══ Input data

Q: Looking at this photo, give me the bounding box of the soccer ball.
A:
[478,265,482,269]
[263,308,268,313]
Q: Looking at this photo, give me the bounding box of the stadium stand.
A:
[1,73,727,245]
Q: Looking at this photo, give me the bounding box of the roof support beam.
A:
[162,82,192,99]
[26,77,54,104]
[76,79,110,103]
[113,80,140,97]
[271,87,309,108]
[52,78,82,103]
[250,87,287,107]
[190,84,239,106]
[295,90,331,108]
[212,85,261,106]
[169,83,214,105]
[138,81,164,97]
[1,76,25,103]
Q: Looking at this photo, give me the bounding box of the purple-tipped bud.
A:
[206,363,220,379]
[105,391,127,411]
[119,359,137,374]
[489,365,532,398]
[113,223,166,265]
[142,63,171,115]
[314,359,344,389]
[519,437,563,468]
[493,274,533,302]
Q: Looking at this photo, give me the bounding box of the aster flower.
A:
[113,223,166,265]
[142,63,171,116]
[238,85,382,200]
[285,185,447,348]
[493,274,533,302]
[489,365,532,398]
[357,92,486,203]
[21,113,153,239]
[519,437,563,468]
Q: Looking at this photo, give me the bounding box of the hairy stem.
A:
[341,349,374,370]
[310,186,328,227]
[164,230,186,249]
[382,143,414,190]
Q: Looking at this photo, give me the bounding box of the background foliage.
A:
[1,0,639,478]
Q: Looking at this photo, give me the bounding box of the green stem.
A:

════

Directions - Out of the entries, pull every line that mentions "stem".

Solved exercise -
Q: Looking at this photo, give me the bounding box of the hairy stem.
Q: Looking at this photo, give me the bounding box of the green stem.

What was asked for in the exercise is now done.